> _What you will do_
Exactly the lines below from the one with "749, row 266." up to and including the one with "480, row 75." make up the answer, with nothing else added.

[Natural-language object grounding data]
┄┄┄┄┄┄┄┄┄┄┄┄┄┄┄┄┄┄┄┄

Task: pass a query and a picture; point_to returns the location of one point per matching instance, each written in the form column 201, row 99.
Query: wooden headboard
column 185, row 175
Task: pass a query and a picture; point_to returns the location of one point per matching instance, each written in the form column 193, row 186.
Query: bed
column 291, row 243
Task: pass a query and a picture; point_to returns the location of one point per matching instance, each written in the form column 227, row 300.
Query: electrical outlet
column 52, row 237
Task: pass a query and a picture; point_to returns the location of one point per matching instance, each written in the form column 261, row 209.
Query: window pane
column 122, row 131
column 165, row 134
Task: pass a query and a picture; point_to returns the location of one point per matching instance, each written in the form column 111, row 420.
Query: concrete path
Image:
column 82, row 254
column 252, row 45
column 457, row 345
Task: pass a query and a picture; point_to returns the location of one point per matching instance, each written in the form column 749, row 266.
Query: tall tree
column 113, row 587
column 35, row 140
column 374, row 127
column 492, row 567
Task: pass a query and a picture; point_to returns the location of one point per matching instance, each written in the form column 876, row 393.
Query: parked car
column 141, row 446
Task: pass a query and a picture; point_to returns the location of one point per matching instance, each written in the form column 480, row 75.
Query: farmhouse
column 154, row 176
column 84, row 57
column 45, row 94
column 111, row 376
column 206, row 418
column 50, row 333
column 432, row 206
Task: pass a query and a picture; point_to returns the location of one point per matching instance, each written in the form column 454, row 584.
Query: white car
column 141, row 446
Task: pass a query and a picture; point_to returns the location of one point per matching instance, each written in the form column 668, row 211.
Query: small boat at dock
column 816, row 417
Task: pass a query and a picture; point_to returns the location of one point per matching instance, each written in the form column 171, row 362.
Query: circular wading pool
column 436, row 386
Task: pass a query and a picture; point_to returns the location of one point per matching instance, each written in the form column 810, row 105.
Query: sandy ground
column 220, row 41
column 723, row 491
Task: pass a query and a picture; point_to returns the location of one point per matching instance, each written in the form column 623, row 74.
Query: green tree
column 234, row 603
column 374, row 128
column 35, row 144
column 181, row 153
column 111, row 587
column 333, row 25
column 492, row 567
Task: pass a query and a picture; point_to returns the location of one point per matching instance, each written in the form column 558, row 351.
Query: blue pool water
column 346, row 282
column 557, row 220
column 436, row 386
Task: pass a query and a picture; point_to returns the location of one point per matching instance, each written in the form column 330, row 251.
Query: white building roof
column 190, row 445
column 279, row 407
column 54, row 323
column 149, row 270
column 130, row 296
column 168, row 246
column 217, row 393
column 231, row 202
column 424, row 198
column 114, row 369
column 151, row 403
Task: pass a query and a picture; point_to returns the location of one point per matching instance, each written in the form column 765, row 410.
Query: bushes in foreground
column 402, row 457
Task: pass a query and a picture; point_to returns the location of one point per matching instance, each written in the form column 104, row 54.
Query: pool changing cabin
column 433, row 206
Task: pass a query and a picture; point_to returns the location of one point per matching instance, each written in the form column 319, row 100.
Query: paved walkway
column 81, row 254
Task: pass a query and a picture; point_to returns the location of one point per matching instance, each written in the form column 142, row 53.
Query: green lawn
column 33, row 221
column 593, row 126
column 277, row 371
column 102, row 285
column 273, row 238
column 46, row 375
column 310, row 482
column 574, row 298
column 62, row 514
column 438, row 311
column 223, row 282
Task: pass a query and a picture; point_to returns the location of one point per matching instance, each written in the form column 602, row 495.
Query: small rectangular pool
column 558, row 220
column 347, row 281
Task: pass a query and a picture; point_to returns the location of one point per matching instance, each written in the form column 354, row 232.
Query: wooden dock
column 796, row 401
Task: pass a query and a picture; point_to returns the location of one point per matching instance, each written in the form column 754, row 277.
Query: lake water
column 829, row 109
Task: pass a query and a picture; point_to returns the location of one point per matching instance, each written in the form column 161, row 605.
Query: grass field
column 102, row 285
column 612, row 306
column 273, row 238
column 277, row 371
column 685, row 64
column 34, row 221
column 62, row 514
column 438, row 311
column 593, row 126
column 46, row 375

┄┄┄┄┄┄┄┄┄┄┄┄┄┄┄┄┄┄┄┄

> _Task output_
Task: pass a query and a picture; point_to returns the location of one point per matching instance, each written in the form column 749, row 266.
Query: tall tree
column 113, row 587
column 35, row 140
column 374, row 127
column 492, row 567
Task: pass a query and a picture; point_to returns the location of one point per matching instance, each written in the form column 876, row 393.
Query: parked car
column 141, row 446
Task: pass a query and a picture; point_to returns the location of one point per matching instance, each written in the form column 480, row 75.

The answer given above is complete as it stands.